▸ **What the task requires**:
When you find the word "clicks" in a line of the entries, please copy the whole line.

[Collected data entries]
▬▬▬
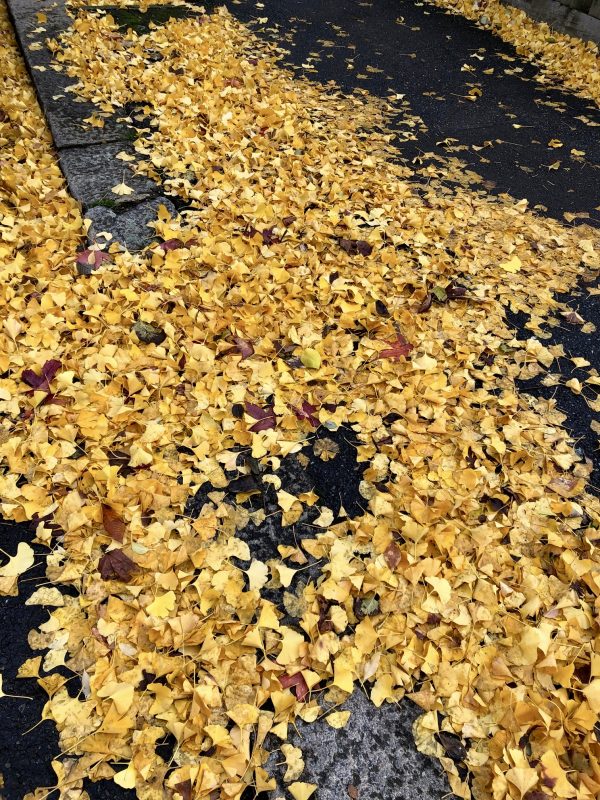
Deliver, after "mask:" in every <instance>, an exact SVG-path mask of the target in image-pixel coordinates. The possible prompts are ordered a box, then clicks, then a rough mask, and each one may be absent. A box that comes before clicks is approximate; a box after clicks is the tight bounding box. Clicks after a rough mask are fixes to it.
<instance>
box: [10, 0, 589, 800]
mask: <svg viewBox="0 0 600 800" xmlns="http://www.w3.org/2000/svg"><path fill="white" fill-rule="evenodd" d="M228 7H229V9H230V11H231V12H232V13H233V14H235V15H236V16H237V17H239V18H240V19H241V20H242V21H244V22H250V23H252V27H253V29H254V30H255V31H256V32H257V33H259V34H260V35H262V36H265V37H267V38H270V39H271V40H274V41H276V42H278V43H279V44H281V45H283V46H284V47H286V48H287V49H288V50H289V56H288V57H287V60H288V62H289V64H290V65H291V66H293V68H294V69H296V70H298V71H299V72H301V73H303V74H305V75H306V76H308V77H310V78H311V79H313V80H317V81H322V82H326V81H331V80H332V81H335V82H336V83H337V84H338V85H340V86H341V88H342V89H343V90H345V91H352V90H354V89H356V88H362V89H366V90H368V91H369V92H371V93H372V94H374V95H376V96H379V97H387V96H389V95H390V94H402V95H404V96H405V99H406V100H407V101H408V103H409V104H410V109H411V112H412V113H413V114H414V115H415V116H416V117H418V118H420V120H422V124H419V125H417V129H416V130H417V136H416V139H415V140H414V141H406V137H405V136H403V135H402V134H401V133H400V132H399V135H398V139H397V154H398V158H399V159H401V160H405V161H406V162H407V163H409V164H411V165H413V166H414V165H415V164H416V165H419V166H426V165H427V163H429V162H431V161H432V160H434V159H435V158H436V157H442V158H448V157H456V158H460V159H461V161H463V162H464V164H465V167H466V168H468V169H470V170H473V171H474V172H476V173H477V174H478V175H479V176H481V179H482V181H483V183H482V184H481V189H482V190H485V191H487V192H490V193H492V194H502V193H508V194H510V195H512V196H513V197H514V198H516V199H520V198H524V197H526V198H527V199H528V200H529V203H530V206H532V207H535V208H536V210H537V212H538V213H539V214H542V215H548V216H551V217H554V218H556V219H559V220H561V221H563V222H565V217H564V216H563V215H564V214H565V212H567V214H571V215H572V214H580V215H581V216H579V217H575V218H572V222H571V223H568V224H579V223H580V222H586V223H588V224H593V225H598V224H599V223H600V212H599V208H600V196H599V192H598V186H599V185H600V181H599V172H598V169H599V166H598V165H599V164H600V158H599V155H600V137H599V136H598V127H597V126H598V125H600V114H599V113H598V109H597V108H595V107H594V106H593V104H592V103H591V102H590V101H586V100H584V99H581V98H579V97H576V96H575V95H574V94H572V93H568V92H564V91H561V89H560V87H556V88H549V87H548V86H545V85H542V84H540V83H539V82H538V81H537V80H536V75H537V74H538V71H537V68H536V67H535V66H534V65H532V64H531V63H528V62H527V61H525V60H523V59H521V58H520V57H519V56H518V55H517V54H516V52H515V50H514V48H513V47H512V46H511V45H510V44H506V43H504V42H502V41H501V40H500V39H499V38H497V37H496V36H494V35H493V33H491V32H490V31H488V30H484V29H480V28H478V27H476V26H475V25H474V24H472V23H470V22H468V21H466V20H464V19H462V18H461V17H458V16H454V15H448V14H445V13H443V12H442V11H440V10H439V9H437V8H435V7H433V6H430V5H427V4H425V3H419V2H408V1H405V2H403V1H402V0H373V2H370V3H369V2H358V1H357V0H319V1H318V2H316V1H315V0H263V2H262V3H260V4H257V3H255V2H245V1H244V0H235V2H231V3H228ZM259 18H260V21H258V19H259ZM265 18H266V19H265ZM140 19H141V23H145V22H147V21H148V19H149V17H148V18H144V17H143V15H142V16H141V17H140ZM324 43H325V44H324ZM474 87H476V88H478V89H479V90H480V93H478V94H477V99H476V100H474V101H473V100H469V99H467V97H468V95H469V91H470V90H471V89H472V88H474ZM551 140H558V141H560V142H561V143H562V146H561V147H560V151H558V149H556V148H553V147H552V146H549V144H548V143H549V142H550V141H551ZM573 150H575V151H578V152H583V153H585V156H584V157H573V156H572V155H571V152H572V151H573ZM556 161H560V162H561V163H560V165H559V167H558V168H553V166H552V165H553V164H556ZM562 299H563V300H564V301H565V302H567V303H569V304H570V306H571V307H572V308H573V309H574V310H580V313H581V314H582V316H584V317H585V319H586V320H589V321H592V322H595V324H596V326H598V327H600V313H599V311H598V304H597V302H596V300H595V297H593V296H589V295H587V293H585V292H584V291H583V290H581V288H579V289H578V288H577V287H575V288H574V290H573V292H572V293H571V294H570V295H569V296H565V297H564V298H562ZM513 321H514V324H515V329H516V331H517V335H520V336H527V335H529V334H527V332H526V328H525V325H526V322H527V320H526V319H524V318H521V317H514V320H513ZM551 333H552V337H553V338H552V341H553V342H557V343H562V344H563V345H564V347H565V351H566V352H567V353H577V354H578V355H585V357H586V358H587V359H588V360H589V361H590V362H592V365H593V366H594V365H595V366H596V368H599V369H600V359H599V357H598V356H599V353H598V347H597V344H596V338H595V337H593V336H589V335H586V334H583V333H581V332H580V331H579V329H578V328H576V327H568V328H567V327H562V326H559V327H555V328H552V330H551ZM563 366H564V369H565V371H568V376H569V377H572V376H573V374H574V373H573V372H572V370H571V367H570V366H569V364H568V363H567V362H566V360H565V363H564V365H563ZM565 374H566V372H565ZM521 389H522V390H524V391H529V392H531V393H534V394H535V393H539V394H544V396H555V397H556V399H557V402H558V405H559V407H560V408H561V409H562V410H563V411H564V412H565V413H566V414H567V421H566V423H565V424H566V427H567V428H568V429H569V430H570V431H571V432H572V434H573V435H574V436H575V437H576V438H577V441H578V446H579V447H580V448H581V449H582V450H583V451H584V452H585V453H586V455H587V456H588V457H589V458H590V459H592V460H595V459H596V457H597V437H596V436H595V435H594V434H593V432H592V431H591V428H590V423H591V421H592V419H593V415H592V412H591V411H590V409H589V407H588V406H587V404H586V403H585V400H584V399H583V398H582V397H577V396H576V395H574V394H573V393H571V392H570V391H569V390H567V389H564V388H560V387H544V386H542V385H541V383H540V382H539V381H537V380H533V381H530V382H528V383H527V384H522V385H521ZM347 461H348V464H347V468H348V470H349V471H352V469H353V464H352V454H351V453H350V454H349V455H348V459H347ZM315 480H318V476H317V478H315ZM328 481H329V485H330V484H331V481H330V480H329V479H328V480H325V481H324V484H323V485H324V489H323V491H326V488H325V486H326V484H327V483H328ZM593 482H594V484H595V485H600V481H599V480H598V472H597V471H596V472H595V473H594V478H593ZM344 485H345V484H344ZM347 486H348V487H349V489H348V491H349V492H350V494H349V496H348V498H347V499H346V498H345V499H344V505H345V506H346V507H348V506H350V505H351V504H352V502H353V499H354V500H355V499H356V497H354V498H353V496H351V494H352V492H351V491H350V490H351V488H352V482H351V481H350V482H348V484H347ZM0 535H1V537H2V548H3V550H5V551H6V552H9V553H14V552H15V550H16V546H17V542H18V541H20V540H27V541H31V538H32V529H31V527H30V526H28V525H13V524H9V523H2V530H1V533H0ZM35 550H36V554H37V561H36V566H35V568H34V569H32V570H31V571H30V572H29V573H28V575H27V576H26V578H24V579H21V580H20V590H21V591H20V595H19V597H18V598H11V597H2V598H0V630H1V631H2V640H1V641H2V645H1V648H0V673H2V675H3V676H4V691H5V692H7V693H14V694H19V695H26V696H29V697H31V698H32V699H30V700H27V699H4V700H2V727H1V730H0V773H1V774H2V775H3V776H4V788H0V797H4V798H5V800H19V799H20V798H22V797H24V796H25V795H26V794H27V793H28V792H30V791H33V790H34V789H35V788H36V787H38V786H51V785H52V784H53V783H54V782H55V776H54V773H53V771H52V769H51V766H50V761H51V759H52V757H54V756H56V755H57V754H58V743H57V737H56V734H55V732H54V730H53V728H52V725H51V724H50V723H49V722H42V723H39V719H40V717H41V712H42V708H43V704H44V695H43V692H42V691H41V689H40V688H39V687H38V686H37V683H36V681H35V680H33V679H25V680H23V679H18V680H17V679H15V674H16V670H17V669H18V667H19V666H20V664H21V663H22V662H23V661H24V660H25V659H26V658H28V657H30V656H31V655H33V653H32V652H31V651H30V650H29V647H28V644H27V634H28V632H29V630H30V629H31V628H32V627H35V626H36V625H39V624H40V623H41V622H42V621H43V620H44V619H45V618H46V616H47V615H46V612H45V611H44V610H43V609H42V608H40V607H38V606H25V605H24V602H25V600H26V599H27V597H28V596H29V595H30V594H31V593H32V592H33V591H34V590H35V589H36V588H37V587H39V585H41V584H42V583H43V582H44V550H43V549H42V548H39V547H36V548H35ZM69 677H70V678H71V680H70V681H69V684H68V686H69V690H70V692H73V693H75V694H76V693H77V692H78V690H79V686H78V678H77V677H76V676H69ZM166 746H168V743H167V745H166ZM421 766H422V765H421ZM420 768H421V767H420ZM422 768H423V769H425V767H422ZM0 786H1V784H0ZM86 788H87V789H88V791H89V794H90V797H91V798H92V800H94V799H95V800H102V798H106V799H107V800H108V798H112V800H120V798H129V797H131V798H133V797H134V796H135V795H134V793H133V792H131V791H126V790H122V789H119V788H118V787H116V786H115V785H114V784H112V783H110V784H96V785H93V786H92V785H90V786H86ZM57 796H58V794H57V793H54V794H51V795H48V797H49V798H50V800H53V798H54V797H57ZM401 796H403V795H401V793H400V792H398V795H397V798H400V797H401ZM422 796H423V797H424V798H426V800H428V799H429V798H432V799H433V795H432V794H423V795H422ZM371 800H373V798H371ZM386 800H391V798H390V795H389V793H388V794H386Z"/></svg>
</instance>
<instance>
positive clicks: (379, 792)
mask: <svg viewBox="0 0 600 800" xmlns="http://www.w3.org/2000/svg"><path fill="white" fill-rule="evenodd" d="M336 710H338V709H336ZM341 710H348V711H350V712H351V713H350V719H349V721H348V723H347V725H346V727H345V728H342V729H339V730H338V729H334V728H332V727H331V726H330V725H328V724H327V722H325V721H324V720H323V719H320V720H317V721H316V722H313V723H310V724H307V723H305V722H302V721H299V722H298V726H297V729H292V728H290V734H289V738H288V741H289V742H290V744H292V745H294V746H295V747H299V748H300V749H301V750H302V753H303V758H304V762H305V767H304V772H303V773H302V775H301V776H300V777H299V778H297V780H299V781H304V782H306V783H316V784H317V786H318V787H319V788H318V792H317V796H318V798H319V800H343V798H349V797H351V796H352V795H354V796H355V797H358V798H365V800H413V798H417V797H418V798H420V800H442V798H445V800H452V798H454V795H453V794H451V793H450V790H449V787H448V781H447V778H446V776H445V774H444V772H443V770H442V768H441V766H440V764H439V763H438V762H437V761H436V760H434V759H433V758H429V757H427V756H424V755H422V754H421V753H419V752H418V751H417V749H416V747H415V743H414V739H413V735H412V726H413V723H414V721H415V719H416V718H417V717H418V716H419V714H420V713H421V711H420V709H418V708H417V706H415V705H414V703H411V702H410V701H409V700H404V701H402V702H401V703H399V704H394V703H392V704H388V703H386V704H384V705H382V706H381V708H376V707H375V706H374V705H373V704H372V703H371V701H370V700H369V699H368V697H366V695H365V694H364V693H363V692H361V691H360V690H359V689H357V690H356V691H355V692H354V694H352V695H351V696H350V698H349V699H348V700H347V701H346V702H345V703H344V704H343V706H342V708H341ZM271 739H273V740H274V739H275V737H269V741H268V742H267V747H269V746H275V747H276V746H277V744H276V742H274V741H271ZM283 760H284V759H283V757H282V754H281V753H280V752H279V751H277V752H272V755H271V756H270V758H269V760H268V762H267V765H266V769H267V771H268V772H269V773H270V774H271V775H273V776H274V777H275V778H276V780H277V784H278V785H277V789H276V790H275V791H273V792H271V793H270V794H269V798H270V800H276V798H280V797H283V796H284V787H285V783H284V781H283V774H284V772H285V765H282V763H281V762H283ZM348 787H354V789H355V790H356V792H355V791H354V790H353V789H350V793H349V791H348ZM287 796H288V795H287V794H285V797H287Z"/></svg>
▬▬▬
▸ **Exercise solution**:
Deliver, after "mask:" in every <instance>, an exact SVG-path mask of the target in image-pixel coordinates. The possible prompts are ordered a box, then clicks, then a rough mask, and each one may be absent. A box that comes before clicks is approximate; a box after clicks is the tight bounding box. Clicks after a rough mask are fixes to it.
positive clicks: (379, 792)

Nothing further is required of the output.